## STUDY QUESTIONS
- a) In the passage on AAV gene therapy, copy everything from "Gene therapy has" down to "as human therapeutics.", and swap every "vectors" for "vehicles".
- b) Extend the passage on engineering AAV for gene therapy by writing what would follow its final sentence.

## EXTRACT
------------------------------------------------
Gene therapy has experienced an increasing number of successful human clinical trials, leading to 6 FDA approved products using delivery vectors based on adeno-associated viruses (AAV). These successes were possible due to the identification of specific disease targets for which natural variants of AAV were sufficient. However, vectors face a number of barriers and shortcomings that preclude their extension to most human diseases, including limited delivery efficiency to target cells, pre-existing antibodies against AAVs, suboptimal biodistribution, limited spread within tissues, and/or an inability to target delivery to specific cells. These barriers are not surprising, since the parent viruses upon which vectors are based were not evolved by nature for our convenience to use as human therapeutics.
David Schaffer,
University of California, Berkeley
Unfortunately, for most applications, there is insufficient mechanistic knowledge of underlying virus structure-function relationships to empower rational design improvements. As an alternative, for over two decades we have been implementing directed evolution – the iterative genetic diversification of the viral genome and functional selection for desired properties – to engineer highly optimized, next generation AAV variants for efficient and targeted delivery to any cell or tissue target. We have genetically diversified AAV using a broad range of approaches from fully random (e.g. error prone PCR) to computationally guided (e.g. by machine learning). The resulting large (~109) libraries are then functionally selected for substantially enhanced delivery, yielding AAVs capable of highly efficient therapeutic gene delivery. Our variants have been effective in both animal models and in >10 human clinical trials to date, and results from both will be discussed.
------------------------------------------------
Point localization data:
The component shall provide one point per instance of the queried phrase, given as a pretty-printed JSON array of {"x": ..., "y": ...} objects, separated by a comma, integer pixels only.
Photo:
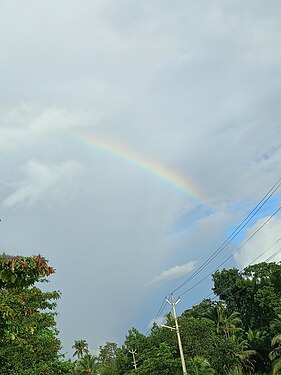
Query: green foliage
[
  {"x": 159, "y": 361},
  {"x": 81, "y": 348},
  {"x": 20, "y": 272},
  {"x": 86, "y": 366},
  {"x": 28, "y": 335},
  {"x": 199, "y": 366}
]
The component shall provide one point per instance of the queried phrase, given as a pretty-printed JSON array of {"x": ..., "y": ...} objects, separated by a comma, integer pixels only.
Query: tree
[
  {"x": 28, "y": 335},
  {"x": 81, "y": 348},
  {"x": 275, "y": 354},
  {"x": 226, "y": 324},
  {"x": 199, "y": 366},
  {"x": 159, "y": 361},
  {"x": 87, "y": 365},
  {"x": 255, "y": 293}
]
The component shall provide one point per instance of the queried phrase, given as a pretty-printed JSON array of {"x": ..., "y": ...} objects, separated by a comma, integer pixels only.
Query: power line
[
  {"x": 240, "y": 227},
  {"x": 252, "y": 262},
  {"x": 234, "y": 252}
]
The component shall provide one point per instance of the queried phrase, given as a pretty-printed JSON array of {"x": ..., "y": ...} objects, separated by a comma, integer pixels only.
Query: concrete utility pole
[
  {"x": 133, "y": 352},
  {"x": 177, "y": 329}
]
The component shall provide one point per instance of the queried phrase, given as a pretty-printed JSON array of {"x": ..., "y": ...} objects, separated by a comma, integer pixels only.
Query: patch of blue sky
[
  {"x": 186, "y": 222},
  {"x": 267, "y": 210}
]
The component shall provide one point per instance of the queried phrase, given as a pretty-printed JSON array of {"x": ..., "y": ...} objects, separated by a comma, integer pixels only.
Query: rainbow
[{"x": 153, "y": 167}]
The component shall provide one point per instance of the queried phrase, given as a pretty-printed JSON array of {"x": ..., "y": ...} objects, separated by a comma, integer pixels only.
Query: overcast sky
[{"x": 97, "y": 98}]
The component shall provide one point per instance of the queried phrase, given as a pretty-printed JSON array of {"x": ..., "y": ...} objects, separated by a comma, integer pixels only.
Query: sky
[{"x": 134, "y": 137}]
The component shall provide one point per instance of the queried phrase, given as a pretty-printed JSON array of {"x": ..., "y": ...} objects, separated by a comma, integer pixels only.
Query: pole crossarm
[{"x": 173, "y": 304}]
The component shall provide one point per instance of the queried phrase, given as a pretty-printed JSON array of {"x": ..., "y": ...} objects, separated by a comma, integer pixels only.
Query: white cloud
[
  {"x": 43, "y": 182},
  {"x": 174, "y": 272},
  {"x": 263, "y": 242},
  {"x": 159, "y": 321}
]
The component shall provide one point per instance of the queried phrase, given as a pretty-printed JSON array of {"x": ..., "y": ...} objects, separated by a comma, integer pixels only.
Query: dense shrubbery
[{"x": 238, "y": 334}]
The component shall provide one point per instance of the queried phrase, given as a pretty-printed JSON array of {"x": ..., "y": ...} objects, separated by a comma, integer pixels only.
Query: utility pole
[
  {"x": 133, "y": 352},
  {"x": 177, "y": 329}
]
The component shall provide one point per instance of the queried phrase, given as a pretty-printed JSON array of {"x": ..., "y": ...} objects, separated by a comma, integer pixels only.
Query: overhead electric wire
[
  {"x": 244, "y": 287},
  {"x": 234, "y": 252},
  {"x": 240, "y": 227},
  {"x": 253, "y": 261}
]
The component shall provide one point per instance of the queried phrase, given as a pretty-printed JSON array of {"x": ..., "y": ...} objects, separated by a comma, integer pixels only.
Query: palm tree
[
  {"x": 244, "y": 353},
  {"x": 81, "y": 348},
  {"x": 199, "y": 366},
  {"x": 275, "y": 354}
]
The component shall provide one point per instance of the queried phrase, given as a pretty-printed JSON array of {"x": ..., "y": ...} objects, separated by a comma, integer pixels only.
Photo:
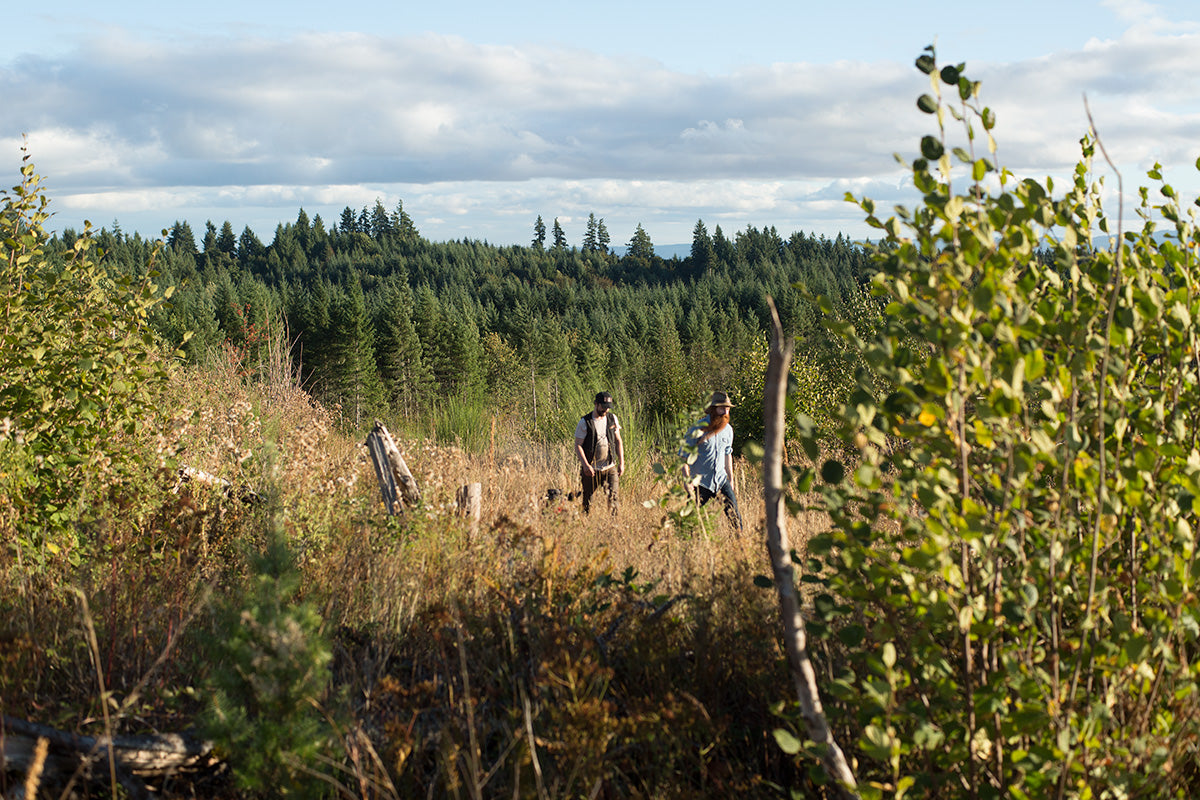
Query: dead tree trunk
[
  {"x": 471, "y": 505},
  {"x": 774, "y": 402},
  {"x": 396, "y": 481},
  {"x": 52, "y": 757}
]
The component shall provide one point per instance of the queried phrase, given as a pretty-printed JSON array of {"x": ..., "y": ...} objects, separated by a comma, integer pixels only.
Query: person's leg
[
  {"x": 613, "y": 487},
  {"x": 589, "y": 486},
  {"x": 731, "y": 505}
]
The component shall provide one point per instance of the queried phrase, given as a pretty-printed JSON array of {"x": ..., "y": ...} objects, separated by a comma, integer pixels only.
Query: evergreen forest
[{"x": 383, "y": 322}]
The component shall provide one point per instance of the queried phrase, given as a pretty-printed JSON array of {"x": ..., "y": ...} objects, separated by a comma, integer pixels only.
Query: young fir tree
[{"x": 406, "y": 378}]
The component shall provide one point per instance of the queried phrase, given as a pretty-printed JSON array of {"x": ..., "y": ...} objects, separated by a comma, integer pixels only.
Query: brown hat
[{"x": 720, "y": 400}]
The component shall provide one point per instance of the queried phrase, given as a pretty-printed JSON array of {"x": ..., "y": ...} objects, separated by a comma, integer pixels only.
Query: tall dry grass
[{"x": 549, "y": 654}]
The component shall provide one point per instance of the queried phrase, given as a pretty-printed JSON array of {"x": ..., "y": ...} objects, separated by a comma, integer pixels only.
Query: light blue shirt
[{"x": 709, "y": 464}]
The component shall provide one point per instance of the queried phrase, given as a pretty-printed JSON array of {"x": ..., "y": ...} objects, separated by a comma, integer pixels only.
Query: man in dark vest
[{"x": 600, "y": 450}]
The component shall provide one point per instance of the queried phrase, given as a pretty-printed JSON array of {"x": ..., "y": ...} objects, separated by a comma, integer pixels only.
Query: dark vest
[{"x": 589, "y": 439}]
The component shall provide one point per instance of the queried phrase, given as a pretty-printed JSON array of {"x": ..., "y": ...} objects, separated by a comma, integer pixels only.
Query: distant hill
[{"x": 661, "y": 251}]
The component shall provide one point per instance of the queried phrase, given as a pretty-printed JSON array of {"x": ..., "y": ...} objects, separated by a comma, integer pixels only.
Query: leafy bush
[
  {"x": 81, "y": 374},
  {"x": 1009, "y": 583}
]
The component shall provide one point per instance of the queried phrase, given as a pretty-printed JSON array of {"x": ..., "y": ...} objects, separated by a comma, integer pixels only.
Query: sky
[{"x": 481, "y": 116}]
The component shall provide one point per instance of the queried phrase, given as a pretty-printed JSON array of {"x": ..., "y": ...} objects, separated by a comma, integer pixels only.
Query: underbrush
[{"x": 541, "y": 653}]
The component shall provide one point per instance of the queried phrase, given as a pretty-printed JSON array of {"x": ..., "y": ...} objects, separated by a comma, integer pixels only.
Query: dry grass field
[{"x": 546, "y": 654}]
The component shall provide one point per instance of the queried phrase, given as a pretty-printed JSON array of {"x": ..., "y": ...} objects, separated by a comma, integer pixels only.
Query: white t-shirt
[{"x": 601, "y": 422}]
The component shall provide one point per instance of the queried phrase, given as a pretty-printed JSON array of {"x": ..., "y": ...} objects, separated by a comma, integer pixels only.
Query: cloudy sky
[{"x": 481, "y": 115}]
------------------------------------------------
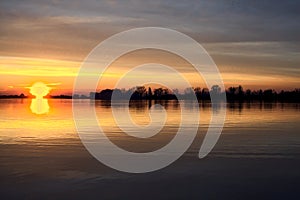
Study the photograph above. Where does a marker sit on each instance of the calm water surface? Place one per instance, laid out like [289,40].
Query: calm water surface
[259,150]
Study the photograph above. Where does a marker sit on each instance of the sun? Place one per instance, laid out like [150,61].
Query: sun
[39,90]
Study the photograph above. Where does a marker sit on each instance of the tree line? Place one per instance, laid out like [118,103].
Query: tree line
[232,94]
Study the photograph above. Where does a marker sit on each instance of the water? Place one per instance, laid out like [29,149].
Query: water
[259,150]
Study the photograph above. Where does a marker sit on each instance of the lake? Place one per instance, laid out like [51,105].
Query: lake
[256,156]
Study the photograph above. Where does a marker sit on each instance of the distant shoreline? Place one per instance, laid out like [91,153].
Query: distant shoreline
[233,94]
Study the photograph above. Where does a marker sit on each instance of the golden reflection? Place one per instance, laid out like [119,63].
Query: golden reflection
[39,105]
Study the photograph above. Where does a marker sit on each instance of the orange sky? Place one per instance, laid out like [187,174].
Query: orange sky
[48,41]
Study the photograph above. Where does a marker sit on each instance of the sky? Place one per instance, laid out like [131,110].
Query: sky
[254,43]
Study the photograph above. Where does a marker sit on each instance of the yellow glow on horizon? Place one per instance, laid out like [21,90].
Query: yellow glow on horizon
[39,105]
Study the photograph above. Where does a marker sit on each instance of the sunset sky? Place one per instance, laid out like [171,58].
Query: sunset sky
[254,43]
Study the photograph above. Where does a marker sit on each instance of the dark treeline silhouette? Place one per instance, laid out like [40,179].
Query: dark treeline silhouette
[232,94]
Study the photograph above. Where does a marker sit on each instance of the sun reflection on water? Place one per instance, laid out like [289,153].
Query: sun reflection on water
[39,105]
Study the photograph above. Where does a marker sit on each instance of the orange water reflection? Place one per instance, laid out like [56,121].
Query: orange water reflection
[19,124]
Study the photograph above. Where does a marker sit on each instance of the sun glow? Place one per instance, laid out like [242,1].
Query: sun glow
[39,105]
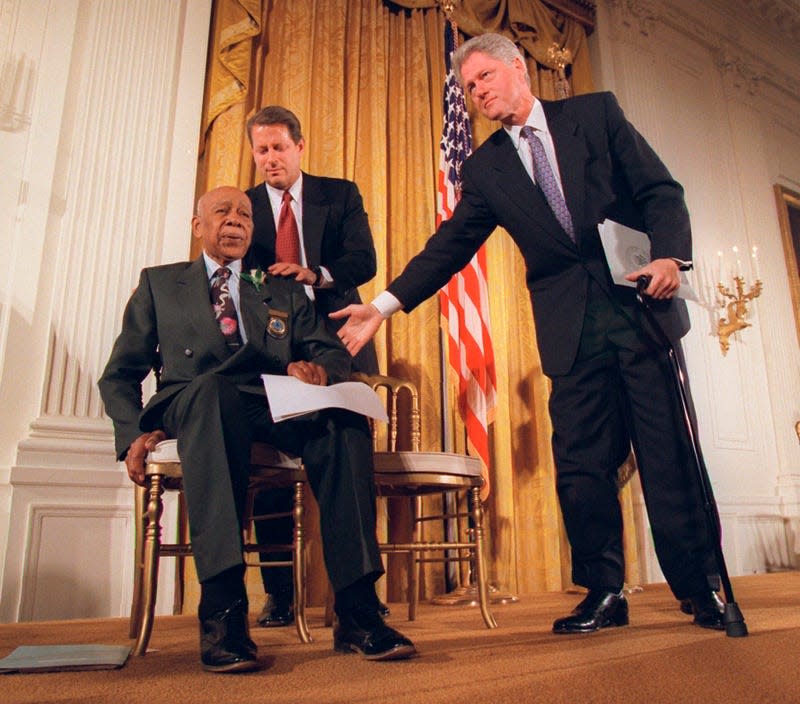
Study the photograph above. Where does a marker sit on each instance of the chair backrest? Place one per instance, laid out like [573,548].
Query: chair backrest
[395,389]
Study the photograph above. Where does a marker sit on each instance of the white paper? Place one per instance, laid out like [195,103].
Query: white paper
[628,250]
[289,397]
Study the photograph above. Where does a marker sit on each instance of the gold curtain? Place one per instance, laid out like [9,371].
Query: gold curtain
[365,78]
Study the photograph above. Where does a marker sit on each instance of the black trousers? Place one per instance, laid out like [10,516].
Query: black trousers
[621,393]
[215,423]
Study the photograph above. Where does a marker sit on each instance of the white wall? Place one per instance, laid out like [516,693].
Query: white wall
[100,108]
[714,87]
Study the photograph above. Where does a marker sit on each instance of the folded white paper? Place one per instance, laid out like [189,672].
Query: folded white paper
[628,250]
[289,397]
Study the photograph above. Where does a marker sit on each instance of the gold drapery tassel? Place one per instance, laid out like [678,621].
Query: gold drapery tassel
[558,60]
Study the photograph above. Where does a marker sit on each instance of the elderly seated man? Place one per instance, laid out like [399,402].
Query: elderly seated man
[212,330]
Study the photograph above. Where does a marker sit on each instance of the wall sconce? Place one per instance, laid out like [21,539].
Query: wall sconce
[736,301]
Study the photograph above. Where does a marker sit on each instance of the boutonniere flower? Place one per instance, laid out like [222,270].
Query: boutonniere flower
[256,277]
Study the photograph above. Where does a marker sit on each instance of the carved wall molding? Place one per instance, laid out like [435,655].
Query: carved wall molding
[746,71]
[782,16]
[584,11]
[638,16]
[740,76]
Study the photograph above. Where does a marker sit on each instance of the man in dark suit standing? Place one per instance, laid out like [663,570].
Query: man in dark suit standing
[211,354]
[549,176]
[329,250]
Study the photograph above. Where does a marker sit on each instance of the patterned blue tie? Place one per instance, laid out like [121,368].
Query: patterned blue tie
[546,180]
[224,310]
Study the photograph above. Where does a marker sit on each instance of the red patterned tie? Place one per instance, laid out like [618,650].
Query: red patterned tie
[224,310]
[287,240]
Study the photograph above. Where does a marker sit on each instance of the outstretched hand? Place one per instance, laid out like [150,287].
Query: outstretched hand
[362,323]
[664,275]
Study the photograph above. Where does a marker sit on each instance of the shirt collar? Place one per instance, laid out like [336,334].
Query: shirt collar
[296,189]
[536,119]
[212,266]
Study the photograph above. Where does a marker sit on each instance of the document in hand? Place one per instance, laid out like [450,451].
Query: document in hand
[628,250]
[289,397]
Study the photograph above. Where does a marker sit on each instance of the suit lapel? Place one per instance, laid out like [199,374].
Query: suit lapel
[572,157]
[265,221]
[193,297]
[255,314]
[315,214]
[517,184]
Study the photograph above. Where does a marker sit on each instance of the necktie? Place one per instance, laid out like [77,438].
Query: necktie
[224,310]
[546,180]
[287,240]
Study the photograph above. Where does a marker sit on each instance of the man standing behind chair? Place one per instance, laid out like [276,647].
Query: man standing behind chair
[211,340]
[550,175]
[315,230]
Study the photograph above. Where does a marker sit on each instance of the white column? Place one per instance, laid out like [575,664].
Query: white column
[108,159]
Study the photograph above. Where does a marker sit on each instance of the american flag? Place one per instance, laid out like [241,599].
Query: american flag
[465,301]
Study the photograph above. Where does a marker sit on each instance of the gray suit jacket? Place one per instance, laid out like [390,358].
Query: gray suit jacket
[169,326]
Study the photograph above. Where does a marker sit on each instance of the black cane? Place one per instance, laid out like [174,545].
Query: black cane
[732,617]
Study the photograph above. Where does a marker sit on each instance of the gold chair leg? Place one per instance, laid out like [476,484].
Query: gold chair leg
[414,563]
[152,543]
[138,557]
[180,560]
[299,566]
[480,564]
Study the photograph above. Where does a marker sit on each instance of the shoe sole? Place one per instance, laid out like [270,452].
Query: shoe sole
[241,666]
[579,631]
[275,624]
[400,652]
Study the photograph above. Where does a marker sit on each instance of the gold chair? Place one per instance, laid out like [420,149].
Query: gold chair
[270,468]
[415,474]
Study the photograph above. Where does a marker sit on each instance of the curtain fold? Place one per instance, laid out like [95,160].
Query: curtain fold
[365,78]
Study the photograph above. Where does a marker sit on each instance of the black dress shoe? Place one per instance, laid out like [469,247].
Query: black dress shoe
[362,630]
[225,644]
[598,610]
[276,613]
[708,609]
------------------------------------------------
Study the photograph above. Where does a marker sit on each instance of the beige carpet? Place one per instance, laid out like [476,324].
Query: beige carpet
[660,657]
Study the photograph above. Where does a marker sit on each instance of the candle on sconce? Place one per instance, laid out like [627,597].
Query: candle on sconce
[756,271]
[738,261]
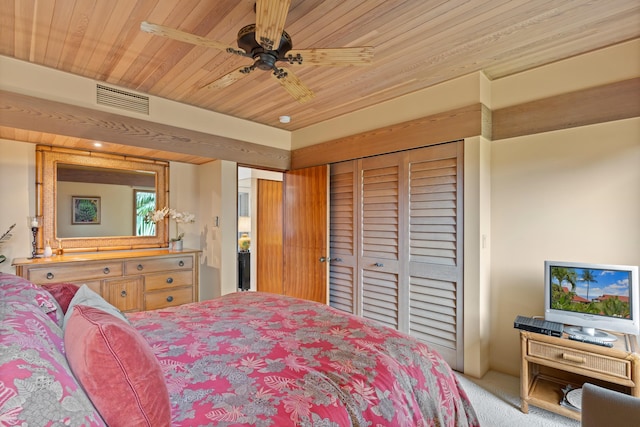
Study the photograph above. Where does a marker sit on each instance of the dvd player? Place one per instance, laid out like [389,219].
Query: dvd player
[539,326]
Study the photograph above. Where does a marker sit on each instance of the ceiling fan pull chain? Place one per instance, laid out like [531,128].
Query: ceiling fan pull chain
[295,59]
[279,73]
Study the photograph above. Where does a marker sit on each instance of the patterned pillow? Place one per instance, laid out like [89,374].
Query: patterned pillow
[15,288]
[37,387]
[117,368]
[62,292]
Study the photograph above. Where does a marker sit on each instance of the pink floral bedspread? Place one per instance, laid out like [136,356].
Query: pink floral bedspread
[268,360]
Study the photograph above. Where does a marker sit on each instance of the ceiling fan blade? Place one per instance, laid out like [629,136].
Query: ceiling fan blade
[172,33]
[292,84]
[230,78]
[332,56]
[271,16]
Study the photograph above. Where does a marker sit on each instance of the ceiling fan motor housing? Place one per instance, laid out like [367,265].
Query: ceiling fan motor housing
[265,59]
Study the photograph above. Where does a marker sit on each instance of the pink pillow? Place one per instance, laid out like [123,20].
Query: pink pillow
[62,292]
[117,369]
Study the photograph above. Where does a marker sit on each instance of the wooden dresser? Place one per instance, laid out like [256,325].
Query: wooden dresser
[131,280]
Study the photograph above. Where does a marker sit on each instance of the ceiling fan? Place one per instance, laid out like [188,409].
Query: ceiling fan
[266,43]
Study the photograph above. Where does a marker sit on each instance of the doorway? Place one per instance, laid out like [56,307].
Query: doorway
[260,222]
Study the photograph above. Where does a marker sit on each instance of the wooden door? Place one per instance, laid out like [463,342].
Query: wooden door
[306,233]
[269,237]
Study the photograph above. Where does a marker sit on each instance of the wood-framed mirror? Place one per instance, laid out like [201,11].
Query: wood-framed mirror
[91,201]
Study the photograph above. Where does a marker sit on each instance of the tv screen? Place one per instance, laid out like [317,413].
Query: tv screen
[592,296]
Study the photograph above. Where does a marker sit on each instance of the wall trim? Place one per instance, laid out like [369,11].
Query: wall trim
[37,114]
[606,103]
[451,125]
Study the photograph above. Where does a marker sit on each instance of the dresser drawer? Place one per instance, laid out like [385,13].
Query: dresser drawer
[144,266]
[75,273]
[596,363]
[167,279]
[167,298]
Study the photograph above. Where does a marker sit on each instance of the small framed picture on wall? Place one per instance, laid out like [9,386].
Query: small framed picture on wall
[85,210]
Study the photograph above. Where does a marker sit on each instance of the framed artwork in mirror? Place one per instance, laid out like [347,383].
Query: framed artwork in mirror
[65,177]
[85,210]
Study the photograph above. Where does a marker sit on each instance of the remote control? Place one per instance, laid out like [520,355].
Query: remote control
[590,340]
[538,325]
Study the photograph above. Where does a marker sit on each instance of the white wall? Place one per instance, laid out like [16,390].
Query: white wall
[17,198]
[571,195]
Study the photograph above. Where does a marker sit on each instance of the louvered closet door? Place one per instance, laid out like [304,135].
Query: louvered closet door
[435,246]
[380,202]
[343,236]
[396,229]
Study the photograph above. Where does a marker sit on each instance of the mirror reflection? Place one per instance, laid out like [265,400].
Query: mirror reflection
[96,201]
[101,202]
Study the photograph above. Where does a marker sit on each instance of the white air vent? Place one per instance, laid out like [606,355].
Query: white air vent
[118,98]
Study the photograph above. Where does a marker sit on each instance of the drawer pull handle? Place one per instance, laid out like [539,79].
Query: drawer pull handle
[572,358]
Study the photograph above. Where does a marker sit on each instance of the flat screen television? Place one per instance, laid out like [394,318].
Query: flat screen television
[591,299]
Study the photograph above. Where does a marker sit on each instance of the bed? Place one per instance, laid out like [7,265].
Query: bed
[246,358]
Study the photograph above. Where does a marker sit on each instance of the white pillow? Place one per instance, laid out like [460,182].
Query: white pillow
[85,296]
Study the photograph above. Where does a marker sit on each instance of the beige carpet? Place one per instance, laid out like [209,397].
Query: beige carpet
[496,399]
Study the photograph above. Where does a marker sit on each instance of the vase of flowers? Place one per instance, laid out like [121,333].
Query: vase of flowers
------------------------------------------------
## OUTPUTS BY TASK
- a)
Gene therapy has experienced an increasing number of successful human clinical trials, leading to 6 FDA approved products using delivery vehicles based on adeno-associated viruses (AAV). These successes were possible due to the identification of specific disease targets for which natural variants of AAV were sufficient. However, vehicles face a number of barriers and shortcomings that preclude their extension to most human diseases, including limited delivery efficiency to target cells, pre-existing antibodies against AAVs, suboptimal biodistribution, limited spread within tissues, and/or an inability to target delivery to specific cells. These barriers are not surprising, since the parent viruses upon which vehicles are based were not evolved by nature for our convenience to use as human therapeutics.

- b)
David Schaffer is the Hubbard Howe Professor of Chemical and Biomolecular Engineering, Bioengineering, and Molecular and Cell Biology at the University of California, Berkeley, and he also serves as the executive director of QB3 and the director of the Bakar Labs and Bakar Fellows Program. He completed his B.S. in chemical engineering at Stanford University in 1993, his Ph.D. in chemical engineering at MIT in 1998, and a postdoctoral fellowship at the Salk Institute for Biological Studies in 1999 before joining Berkeley in 1999. There, he applies engineering principles to optimize gene and stem cell therapies, work that includes developing the concept of applying directed evolution to engineer targeted and efficient viral gene therapy vectors as well as new technologies to investigate and control stem cell function.
He has published >250 papers, has advised >100 graduate students and postdoctoral fellows, is an inventor on >50 issued patents, and developed technologies that are being used in >10 human clinical trials. In addition, he has co-founded seven companies from his lab, including 4D Molecular Therapeutics (NASDAQ FDMT), Ignite Immunotherapies (acquired by Pfizer) and Rewrite (acquired by Intellia).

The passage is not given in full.